* **Text passage**
============
Is The New Claude AI the End of The Digital Gig Economy?
Anthropic has recently introduced a new model (New Claude Sonnet 3.5) along with a new feature called Computer Use, which I have reported on in previous blog posts. Those of us who have had the chance to try out this new technology may have already realised that we are talking about a whole new level of autonomy that I believe will reshuffle many parts of the economy.
The technology is so fundamental that Claude himself refused to analyse articles on the subject because of the “danger” involved. You can try it yourself.
Here is a non-technical summary of computer use.
And if you are interested in the technical details of Claude API, I suggest you have a look at Claude’s official documentation:
https://docs.anthropic.com/en/docs/build-with-claude/computer-use
And if you want to try it out, you can also read my previous blog post on the same topic.
About the Digital Gig Economy
One of the tasks that Claude Computer Use is probably designed for is the typical tasks that we might associate with the digital gig economy that people do with their computers on a daily basis, mostly involving click-and-point tasks, fill-in-the-blank and similar activities that are offered on Fiverr, Mechanical Turk and so on and that are well defined and specified.
============
* **Dataset section**

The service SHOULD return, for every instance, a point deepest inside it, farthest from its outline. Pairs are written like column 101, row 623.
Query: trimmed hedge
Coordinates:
============
* **What you will do**
1. Which two platforms does the blog post on Claude and the gig economy name as offering digital gig tasks?
2. Shorten the paragraph of the blog post on Claude and the gig economy that begins "Anthropic has recently introduced a new model," keeping its main facts.
3. Write a continuation of the blog post on Claude and the gig economy, starting after its final sentence.
The material can be set aside; none of the work depends on it.

* **Task responses**
1. Fiverr and Mechanical Turk.

2. Anthropic has released New Claude Sonnet 3.5 with a feature called Computer Use, which the author covered in earlier blog posts. People who have tried it may have seen a new level of autonomy, which the author believes will reshuffle many parts of the economy.

3.
In this blog post, I want to talk about the impact of computer use on this industry and see how far the new Claude can get given a typical task on Fiverr to test a web application.
That said, let’s dive in.
Here is the task:
Given an app that generates Google Forms using natural language, test it by generating a sample form and share your thoughts on the usability of the app.
Note that I have deliberately kept the prompt super short and imprecise to see how Claude interprets it and what assumptions and actions he will take.
Side note on the architecture of the experiment: The whole experiment runs in a Docker container, which you could scale to distribute the load across different subtasks.
Here is the original screenshot of the dialogue:
It opens the application in the browser:
It tries to log in, but finds that it needs the credentials, so it asks me to log in or provide the username/password.
I decided to log in and let it continue from there (don’t really want to share my credentials).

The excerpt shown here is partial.